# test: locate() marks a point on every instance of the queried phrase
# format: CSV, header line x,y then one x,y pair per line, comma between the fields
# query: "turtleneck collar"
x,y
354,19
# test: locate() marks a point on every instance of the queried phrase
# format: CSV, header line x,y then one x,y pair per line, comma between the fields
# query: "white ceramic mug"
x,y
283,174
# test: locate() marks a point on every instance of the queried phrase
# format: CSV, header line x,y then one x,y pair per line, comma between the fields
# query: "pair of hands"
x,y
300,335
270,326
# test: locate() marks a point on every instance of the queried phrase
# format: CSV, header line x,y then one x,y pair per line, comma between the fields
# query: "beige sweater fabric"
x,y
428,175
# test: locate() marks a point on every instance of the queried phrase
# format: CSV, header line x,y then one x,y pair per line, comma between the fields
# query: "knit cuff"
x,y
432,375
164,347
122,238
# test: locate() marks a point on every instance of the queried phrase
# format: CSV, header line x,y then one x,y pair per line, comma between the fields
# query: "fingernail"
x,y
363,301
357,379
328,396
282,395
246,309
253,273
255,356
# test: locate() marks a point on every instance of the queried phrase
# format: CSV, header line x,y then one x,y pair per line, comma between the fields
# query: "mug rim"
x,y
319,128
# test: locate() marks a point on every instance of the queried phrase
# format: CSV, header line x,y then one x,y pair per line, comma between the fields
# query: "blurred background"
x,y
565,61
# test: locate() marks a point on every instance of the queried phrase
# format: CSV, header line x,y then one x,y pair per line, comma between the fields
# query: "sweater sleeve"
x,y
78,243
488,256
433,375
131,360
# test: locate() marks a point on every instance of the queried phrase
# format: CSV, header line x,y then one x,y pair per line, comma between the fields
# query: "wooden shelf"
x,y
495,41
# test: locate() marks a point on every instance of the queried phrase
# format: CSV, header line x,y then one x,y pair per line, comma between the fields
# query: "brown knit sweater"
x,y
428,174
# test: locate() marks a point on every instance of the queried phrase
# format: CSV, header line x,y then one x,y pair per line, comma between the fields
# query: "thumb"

::::

- About this task -
Set down all the entries again, word for word.

- Response -
# test: locate() marks a point on every instance of the queried phrase
# format: CSV, header line x,y then one x,y pair per line, comma between the fields
# query: "turtleneck collar"
x,y
354,19
# test: locate() marks a point on every instance of the queried phrase
# format: CSV, header line x,y then one x,y pair per line, comma between the fields
# query: "white ceramic mug"
x,y
283,174
# test: locate() marks a point on every instance of the queried phrase
# format: CSV, header line x,y then one x,y pair per line, comma between the fields
# query: "pair of hands"
x,y
300,335
270,326
# test: locate() marks a point on every instance of the queried phrase
# format: CSV, header line x,y then one x,y pair per line, comma between the fields
# query: "beige sweater fabric"
x,y
428,175
# test: locate() marks a point on every instance of the queried phrase
# format: CSV, header line x,y then one x,y pair per line, comma between the fields
# query: "knit cuff"
x,y
432,375
164,347
122,238
# test: locate() marks a point on every instance of the queried phrase
# format: CSV, header line x,y then one x,y pair per line, comma between the fields
# query: "fingernail"
x,y
363,301
357,379
328,396
282,395
246,309
253,273
255,356
# test: locate() marks a point on every instance of the queried phrase
# format: CSV, header line x,y then one x,y pair per line, comma between the fields
# query: "mug rim"
x,y
319,128
# test: locate() marks a point on every instance of the queried phrase
# format: CSV, header line x,y then one x,y pair per line, comma between the fields
# query: "blurred background"
x,y
565,61
# test: locate() marks a point on every instance of the queried phrase
# format: CSV, header line x,y then one x,y pair per line, comma between the fields
# query: "sweater sleeve"
x,y
78,243
488,256
433,375
131,360
# test: locate() marks a point on every instance of the queried phrase
# format: CSV, header line x,y then one x,y pair per line, comma between the fields
# query: "wooden shelf"
x,y
495,41
# test: locate() marks a point on every instance of the queried phrase
# format: CSV, header line x,y then one x,y pair per line, comma between the fields
# query: "brown knit sweater"
x,y
428,174
# test: locate() marks a point on every instance of the queried phrase
# format: CSV, header line x,y then one x,y pair per line, comma between the fields
# query: "thumb"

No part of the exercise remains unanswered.